# Looking for a GSD in Denver



## My Black Shadow (Jan 1, 2017)

So, after waiting and waiting for our pup to turn 8 weeks so we can take her home, I am taking the advice of people here as well as a Behavioral Vet I consulted.... and not taking this puppy. She should not be so fearful.

Can anyone advise me on a quality breeder in Denver? Thanks.


----------



## Julian G (Apr 4, 2016)

I don't think you should limit yourself to just breeders in denver. There are a couple of breeders that I would completely trust to have them pick out and ship the pup to me. I will PM you.


----------



## Deb (Nov 20, 2010)

OP, you can look on the web while waiting for answers. If you see a kennel that interests you, post it. People will help you if they know them. Look at the posts under The Puppy Place which has threads about Finding the Right Puppy and Choosing a breeder. You should hear from others who may know breeders closer to you.


Julian, I don't think this OP is looking for the same type of dog you are looking for?


----------



## Jax08 (Feb 13, 2009)

What are you looking for? What is your price range?


----------



## wolfstraum (May 2, 2003)

Marsha Seck (mnm) is in North Platte NE - she just had a litter a few days ago and had an abundance of females....so a few will be available. website is Home


I personally know the dam - she has been to my place several times, and bred the great grandmother as well. I own the sire of the litter and know his temperament well, even though he is currently living wiht a friend in Kentucky...I own the sires mother and littermate sister and know other littermates very well....all have good nerves and solid temperament....the litter should have potential for most sports, even with novice handlers, and all should be solid candidates for companion homes. Have seen pups from the female and other males (including from another male I bred but do not own Jagr Wolfstraum)...I am sure you will get a nice tempered pup from this litter, and Marsha will stand behind her pups. All the litter is sable.


Lee


----------



## LuvShepherds (May 27, 2012)

◆ Information provided ◆

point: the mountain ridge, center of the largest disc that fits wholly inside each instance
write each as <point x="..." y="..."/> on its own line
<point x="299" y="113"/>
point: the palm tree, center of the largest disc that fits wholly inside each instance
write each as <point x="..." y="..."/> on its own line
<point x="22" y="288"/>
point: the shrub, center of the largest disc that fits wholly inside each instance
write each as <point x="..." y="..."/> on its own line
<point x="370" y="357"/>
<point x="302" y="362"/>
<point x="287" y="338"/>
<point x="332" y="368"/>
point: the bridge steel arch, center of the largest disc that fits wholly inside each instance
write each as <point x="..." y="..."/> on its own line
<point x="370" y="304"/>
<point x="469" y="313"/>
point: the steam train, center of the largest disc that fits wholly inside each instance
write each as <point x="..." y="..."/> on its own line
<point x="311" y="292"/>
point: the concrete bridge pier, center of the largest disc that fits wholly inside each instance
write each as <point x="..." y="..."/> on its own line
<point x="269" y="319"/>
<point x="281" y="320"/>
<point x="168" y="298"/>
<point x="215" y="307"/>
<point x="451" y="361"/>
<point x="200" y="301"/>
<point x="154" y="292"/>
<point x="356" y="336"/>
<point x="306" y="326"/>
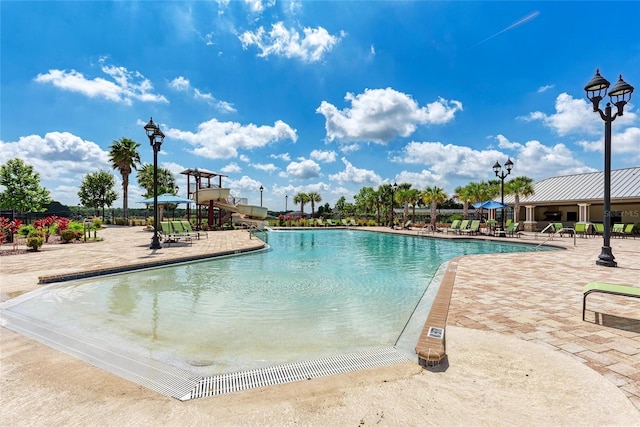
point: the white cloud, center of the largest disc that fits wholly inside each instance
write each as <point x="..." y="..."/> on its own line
<point x="421" y="179"/>
<point x="266" y="167"/>
<point x="61" y="159"/>
<point x="223" y="140"/>
<point x="380" y="115"/>
<point x="231" y="168"/>
<point x="625" y="142"/>
<point x="545" y="88"/>
<point x="125" y="86"/>
<point x="304" y="169"/>
<point x="351" y="174"/>
<point x="323" y="156"/>
<point x="288" y="43"/>
<point x="180" y="83"/>
<point x="283" y="156"/>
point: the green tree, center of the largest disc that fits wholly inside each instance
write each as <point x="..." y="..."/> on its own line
<point x="166" y="180"/>
<point x="22" y="188"/>
<point x="124" y="157"/>
<point x="519" y="186"/>
<point x="96" y="190"/>
<point x="463" y="194"/>
<point x="434" y="195"/>
<point x="303" y="199"/>
<point x="314" y="198"/>
<point x="403" y="196"/>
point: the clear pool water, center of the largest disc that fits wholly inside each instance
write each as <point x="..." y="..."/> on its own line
<point x="316" y="293"/>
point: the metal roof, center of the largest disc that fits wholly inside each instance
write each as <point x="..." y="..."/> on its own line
<point x="625" y="185"/>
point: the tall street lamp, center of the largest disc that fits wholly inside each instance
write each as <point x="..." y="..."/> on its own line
<point x="155" y="139"/>
<point x="497" y="168"/>
<point x="393" y="193"/>
<point x="620" y="94"/>
<point x="196" y="174"/>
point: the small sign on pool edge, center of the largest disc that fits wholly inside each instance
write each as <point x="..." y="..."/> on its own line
<point x="436" y="332"/>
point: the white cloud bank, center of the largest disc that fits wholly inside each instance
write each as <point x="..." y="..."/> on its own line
<point x="380" y="115"/>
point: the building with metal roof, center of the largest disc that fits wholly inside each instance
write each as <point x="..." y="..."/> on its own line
<point x="580" y="198"/>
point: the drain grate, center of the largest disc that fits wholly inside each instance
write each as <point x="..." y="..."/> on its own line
<point x="299" y="371"/>
<point x="184" y="385"/>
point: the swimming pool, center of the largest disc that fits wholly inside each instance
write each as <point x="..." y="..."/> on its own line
<point x="314" y="294"/>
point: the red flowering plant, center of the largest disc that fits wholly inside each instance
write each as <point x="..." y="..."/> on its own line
<point x="48" y="225"/>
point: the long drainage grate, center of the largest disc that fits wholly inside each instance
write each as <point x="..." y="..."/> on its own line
<point x="299" y="371"/>
<point x="184" y="385"/>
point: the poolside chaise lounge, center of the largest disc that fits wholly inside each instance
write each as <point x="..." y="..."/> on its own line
<point x="608" y="288"/>
<point x="455" y="226"/>
<point x="474" y="228"/>
<point x="463" y="225"/>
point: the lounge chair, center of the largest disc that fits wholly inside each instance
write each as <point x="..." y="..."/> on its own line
<point x="628" y="231"/>
<point x="512" y="229"/>
<point x="455" y="226"/>
<point x="599" y="228"/>
<point x="617" y="230"/>
<point x="474" y="228"/>
<point x="580" y="229"/>
<point x="464" y="225"/>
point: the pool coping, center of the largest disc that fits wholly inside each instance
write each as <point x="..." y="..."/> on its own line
<point x="55" y="278"/>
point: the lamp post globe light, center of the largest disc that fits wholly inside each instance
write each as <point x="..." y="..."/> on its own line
<point x="196" y="174"/>
<point x="497" y="168"/>
<point x="393" y="194"/>
<point x="156" y="137"/>
<point x="620" y="95"/>
<point x="261" y="190"/>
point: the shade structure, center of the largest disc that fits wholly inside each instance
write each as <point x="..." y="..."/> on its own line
<point x="167" y="198"/>
<point x="492" y="204"/>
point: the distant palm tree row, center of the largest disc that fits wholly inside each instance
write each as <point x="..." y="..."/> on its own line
<point x="369" y="201"/>
<point x="124" y="157"/>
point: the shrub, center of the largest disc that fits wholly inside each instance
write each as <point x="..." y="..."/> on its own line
<point x="35" y="239"/>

◆ Exercise tasks ◆
#1 Answer these questions about the Denver breeder thread, each on its own line:
(a) Besides people on the forum, whom did the first poster consult before deciding not to take the puppy?
(b) In which town and state is Marsha Seck located?
(c) What color does the whole litter described by wolfstraum have?
#2 From the Denver breeder thread, list every name that appears as the heading of a post.
#3 Output a passage of the Denver breeder thread word for word. Begin at the words "Can anyone advise" and stop after "will PM you.".

◆ Solution set ◆
#1
(a) A Behavioral Vet
(b) North Platte, NE
(c) Sable

#2
My Black Shadow
Julian G
Deb
Jax08
wolfstraum
LuvShepherds

#3
Can anyone advise me on a quality breeder in Denver? Thanks.


----------



## Julian G (Apr 4, 2016)

I don't think you should limit yourself to just breeders in denver. There are a couple of breeders that I would completely trust to have them pick out and ship the pup to me. I will PM you.